[DIRECTIONS]: Using the listing that follows, report how many lines include the word "sunlit", and add no other words.

[DATA EXTRACT]:
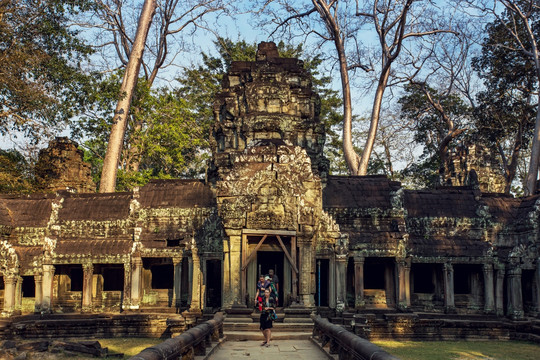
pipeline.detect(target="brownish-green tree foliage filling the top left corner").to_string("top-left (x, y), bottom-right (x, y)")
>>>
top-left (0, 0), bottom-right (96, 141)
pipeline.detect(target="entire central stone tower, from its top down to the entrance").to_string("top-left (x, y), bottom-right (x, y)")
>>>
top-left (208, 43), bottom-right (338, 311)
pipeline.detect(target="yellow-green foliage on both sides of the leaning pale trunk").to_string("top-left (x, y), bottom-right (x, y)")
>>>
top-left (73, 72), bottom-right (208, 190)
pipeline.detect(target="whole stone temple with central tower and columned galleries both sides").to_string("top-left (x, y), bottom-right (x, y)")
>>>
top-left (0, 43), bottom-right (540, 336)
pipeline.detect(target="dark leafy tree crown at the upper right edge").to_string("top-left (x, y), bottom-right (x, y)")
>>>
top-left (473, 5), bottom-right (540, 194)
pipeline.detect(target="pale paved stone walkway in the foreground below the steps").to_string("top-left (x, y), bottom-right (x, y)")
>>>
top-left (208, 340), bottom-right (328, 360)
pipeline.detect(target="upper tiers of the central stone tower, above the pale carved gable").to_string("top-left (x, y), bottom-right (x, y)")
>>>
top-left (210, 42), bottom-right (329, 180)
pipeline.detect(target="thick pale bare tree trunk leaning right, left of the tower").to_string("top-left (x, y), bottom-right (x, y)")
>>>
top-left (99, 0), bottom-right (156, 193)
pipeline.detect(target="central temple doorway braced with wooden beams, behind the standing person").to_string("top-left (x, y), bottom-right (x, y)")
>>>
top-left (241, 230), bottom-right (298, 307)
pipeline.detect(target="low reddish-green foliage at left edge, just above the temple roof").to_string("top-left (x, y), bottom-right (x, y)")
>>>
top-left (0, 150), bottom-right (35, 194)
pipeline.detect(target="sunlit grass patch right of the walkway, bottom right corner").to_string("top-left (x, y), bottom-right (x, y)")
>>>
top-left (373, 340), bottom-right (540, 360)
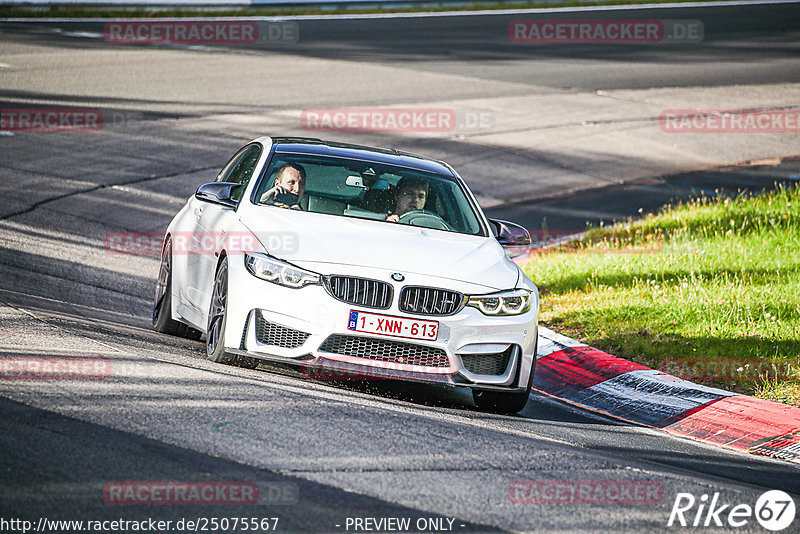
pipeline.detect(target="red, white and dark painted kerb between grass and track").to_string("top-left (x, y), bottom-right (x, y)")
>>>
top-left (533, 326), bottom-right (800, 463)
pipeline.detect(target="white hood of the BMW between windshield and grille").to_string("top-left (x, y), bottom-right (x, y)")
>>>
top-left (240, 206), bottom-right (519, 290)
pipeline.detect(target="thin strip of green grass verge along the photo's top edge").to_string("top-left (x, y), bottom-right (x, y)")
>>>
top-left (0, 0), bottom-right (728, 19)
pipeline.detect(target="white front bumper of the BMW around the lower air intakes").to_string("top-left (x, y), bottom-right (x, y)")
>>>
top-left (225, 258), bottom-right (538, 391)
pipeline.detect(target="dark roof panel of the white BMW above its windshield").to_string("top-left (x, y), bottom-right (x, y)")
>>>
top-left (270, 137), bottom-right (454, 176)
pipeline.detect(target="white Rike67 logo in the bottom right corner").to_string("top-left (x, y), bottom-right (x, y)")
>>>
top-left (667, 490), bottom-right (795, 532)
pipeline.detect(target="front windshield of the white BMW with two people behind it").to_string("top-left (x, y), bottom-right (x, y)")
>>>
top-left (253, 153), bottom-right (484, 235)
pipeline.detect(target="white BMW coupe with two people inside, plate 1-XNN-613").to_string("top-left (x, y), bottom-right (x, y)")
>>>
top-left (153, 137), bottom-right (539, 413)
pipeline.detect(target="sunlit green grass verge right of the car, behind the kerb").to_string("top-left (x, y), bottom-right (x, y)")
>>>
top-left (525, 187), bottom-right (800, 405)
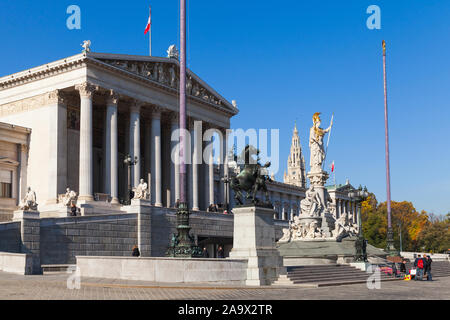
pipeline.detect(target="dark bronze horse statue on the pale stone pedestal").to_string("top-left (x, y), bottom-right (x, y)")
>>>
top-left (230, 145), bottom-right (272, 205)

[OUTPUT FOR THIS EXERCISE]: 2